Saved entries:
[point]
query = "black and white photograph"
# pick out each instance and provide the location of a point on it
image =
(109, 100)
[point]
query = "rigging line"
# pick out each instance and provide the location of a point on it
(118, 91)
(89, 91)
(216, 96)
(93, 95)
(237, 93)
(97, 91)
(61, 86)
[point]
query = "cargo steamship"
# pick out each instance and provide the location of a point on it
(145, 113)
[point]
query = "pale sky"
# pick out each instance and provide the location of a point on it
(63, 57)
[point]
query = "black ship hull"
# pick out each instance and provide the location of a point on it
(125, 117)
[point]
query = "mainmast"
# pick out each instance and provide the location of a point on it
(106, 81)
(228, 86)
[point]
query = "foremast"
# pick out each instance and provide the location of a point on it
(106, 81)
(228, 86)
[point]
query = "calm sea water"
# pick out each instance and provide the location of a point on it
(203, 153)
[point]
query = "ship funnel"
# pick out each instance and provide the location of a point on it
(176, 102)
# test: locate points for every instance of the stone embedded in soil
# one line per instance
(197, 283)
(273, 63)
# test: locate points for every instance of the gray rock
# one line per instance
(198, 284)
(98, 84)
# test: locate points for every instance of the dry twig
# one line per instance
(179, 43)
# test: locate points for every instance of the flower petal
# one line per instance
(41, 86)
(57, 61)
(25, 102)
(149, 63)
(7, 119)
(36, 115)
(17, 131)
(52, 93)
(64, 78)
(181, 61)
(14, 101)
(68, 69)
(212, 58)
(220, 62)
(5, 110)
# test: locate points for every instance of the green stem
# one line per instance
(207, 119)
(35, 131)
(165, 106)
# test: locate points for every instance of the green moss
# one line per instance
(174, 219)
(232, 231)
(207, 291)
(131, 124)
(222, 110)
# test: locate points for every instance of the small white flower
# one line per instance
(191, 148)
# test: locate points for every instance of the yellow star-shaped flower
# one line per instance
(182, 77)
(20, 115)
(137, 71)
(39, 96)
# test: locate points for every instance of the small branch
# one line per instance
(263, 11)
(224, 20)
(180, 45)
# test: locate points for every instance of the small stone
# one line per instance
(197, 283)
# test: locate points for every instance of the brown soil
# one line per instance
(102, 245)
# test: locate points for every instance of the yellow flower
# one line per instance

What you should do — For the records above, tally the lines in which "white" appears, and give the number by itself.

Output below — 2